Selected excerpt ▸

The FLOW, Winter 2016

Mar 9, 2016 | Newsletters

This is the cover article from our winter 2016 FLOW Newsletter. Download a PDF of the full Newsletter.

They’re not ducking the issues at Duck Creek

By Denny Caneff

You have to love people who love a water body possessing few of the features that typically draw people to Wisconsin’s waterways.  Duck Creek will never know hordes of users:  you can’t plie it easily in a boat, even a kayak.  It is not known for its trout or bass fishery.  It doesn’t meet the definition of babbling brook.  The easiest way to access it is at road crossings.

Duck Creek is the principal vein of a huge wetland complex, called Grand Marsh, in central Adams County. When Dave and Robin Skala returned to Adams County and Dave’s home farm after many years away, in a salad mix of careers in natural resources, railroading, and social services, they began to worry about the water. Adams County is table-flat and laced with scores of groundwater-fed streams. Historically the sandy soil was terrible for most crops except pine trees grown for pulp (paper making), until irrigation was developed, and potatoes, vegetables and row crops replaced the trees.

Requirement ▸
According to the Duck Creek article, what is the name of the wetland complex of which Duck Creek is the principal vein?

Supplied information ▸
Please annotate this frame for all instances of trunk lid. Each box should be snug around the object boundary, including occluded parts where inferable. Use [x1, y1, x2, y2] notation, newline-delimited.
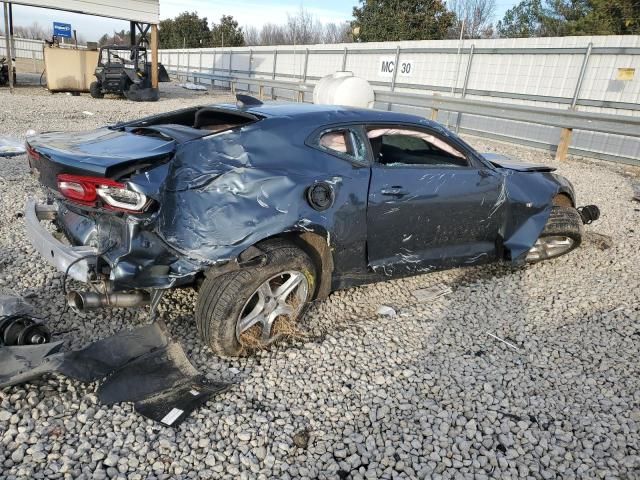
[27, 125, 206, 188]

Answer to the problem ▸
Grand Marsh